_Job_
Reproduce the records below exactly, leaving out any pictures.

START

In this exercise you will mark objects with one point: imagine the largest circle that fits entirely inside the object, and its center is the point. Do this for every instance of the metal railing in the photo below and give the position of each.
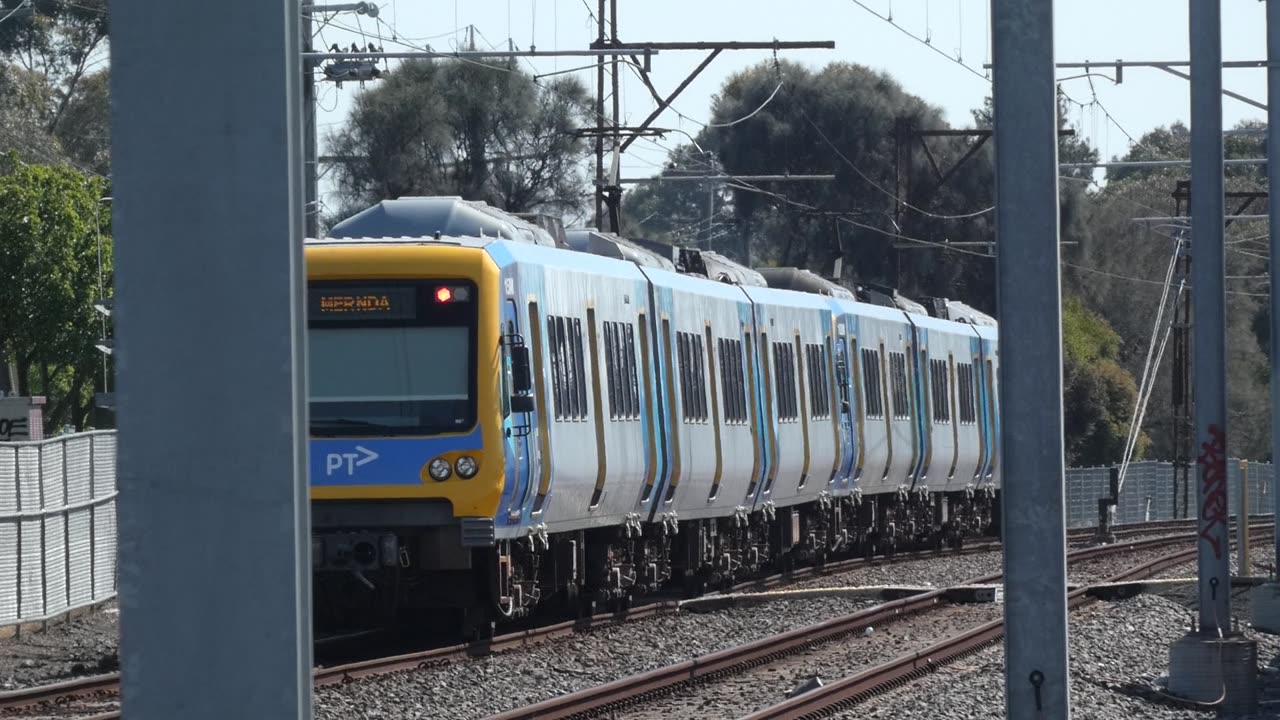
(58, 538)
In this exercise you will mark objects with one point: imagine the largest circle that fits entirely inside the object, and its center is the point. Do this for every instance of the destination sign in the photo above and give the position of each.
(364, 302)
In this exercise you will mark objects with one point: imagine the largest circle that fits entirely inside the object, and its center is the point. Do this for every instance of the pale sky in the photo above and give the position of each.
(1084, 30)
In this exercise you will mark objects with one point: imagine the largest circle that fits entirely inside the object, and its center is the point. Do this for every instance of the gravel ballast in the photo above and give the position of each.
(760, 687)
(65, 650)
(1114, 647)
(503, 682)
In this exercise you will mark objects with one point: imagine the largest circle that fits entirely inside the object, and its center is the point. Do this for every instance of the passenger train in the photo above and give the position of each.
(508, 417)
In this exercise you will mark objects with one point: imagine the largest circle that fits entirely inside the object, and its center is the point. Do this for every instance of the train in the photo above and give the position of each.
(508, 418)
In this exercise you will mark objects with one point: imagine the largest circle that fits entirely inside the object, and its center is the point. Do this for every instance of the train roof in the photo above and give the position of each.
(476, 224)
(438, 217)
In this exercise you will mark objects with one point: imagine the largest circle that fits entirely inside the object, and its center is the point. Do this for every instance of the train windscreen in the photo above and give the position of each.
(392, 358)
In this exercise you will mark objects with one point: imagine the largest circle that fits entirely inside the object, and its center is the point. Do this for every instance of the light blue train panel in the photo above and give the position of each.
(382, 461)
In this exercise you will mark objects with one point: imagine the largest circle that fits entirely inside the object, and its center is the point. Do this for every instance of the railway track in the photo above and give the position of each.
(105, 688)
(856, 688)
(613, 698)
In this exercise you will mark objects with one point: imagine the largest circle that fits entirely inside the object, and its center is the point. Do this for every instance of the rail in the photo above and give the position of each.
(726, 661)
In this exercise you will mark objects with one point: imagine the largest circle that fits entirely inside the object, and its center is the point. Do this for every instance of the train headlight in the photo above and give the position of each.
(439, 469)
(466, 466)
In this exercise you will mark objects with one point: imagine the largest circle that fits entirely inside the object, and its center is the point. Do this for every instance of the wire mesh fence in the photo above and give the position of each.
(1150, 493)
(58, 540)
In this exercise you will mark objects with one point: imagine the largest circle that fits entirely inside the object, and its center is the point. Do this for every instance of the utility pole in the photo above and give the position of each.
(1028, 272)
(1265, 602)
(309, 130)
(608, 192)
(1214, 661)
(214, 623)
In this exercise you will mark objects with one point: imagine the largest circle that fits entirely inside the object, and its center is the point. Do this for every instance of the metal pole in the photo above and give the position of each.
(1242, 557)
(599, 124)
(208, 181)
(1274, 231)
(1029, 310)
(1208, 314)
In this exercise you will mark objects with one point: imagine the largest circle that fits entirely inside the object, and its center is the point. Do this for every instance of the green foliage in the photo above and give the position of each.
(452, 127)
(1098, 395)
(54, 100)
(51, 227)
(1121, 270)
(848, 119)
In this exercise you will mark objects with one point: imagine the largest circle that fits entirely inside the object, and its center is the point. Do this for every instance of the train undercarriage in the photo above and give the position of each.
(430, 583)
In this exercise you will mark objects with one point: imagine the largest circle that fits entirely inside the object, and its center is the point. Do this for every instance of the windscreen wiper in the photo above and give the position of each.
(348, 423)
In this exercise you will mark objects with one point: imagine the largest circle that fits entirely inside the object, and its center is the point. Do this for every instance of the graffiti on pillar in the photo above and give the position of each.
(1212, 464)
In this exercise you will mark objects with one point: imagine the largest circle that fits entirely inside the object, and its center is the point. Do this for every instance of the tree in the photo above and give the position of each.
(1098, 395)
(485, 131)
(1123, 272)
(51, 229)
(59, 41)
(54, 103)
(842, 121)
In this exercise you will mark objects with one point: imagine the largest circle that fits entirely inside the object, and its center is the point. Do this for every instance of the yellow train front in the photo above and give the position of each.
(406, 460)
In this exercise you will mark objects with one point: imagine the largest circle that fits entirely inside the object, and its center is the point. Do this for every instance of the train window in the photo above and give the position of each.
(693, 376)
(819, 387)
(941, 387)
(579, 369)
(631, 379)
(568, 370)
(785, 379)
(872, 382)
(611, 367)
(897, 374)
(732, 381)
(964, 379)
(557, 365)
(620, 350)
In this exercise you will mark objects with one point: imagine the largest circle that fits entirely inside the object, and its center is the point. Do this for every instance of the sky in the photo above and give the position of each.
(958, 33)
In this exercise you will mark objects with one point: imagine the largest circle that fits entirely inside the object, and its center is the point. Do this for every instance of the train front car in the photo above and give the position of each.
(405, 423)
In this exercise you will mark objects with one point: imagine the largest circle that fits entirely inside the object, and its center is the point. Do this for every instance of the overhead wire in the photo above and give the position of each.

END

_Full solution_
In this exercise you will mark objects with one point: imagine the largest circle that fits entirely inside the object, and its center is the point. Do this for every instance of the metal railing in the photo below and give the position of each.
(58, 538)
In this exercise you will mark objects with one point: imagine the largest circle that fits entirely inside the object, and its center is the point. Do this for every instance of the destination sign in the photo above and give the position of each.
(364, 302)
In this exercise you will mark objects with one point: imagine the largest circle that fits entirely inside the object, and its center is the point. Do this for every instance of the pale sky in the photo above and give the position of each.
(1084, 30)
In this exercise you will mark objects with one point: imagine the largest circle that fits entirely inside the object, and its center is the point. Do this for every instance of the gravel ballast in the photo above and give the position of each.
(760, 687)
(65, 650)
(1114, 647)
(503, 682)
In this exercise you will mark objects with one point: imagine the largest circle that fits entirely inside the object, and its center is the point. Do this for every instance of the passenger train in the photo above and give the position of each.
(508, 417)
In this exercise you will mark objects with one point: imagine the largest circle that fits entirely inside the object, and its center is the point. Do this for every instance of the train in the photo above and give the position of each.
(508, 418)
In this exercise you will mark objects with one point: imagine the largest circle that fits entirely inside the object, and its center is the point. Do this for every instance of the train roof in the photo above and give the position of each.
(476, 224)
(438, 217)
In this exercise you will mark objects with one point: imagine the largest circle that fits entirely inside the object, and its center is the point. Do this for every instance of the train windscreen in the photo above and give the position of each.
(392, 358)
In this exercise you will mark objects with one point: imagine the largest circle that fits entirely inside the object, and its center is the point. Do this for every instance of the light blue train panel in the photo above and give the position of each.
(382, 461)
In this exercise you will mark objects with one point: imagine the largest circle that fits entirely inside the object, and its center is the point. Do this for every instance of the railway track in the photo above and give the position of each.
(105, 688)
(856, 688)
(613, 698)
In this exercise you will mark objects with one point: imagine the largest circle that fits entirely inside the object, and its center is the point. Do this for every instance of the rail in the photo above and give the position of each.
(726, 661)
In this exercise you will mark objects with one point: imagine the largest circle that fits entirely inside the object, and its center is the point. Do this for every instance of the train headlight in the photo above and give the position of each.
(439, 469)
(466, 466)
In this exercise you will mark objects with one point: imagine the largest circle that fits entirely inside the object, and its center is the point. Do this for every instance of the wire mesh fence in the photo above and give the position of each.
(1150, 493)
(58, 540)
In this exercise you will mark objects with one point: imagine the largest circle that fits entirely inside the object, and its center is the point. Do this for every instance of the utility pole in the photo above and give the position of each.
(1028, 272)
(1265, 602)
(309, 130)
(608, 192)
(1214, 661)
(214, 623)
In this exercise you will mark objects with one point: imagine the largest circle that fits entirely inside the object, and its center is the point. Do this for every instance of the metal pole in the photo above and give the position of each.
(1242, 557)
(599, 124)
(208, 181)
(1274, 231)
(1029, 310)
(1208, 314)
In this exercise you will mark objects with one point: imagine the largest circle that fits entirely inside the object, and its center is the point. Do this for every instance of the green foliage in the photo above and give the position of each.
(452, 127)
(1098, 395)
(54, 100)
(51, 227)
(1121, 270)
(848, 119)
In this exercise you will mark objects with one point: imagine the largest circle that fits entirely inside the object, and its center is the point. Do this for every instance of the train undercarriage in the photo above and give the position of each.
(430, 583)
In this exercise you will mark objects with one point: imagine the largest circle that fits entirely inside the object, and its center is the point. Do this for every instance of the windscreen wiper in the photo above and give the position of each.
(348, 423)
In this exercise you will mark objects with one point: imagine the largest circle that fits entirely inside the object, and its center is the point. Do this for every instance of the graffiti on pillar in the photo above and give the position of each.
(1212, 464)
In this exercise you will mark objects with one point: imagine the largest circle that fits entirely inside the object, and its center is the point. Do this for every instance of the tree in the photo above and give the position of each.
(1098, 395)
(485, 131)
(1123, 272)
(51, 229)
(59, 41)
(54, 103)
(842, 121)
In this exercise you will mark objects with one point: imagine the largest circle that fits entirely inside the object, and its center is the point. Do this for every instance of the yellow train front in the photo above and give the position of each.
(406, 460)
In this exercise you will mark objects with one point: imagine the largest circle that fits entirely inside the object, and its center is the point. Do this for every instance of the train window in the photo above and give the position of each.
(693, 376)
(819, 387)
(941, 387)
(579, 369)
(631, 379)
(568, 370)
(785, 379)
(872, 382)
(611, 367)
(897, 374)
(732, 381)
(964, 379)
(557, 365)
(620, 350)
In this exercise you will mark objects with one point: imagine the largest circle that fits entirely inside the object, and its center is the point. Do this for every instance of the sky in the photo above and give the position of each.
(958, 33)
In this exercise you will mark objects with one point: imagine the largest circle that fits entirely inside the object, and its center is the point. Do this for every instance of the train front car in the photo above and give the position of each.
(405, 423)
In this exercise you will mark objects with one point: imagine the largest circle that fits entirely inside the object, and its center is the point. Do this for every instance of the overhead wire in the photo above and give the position of each.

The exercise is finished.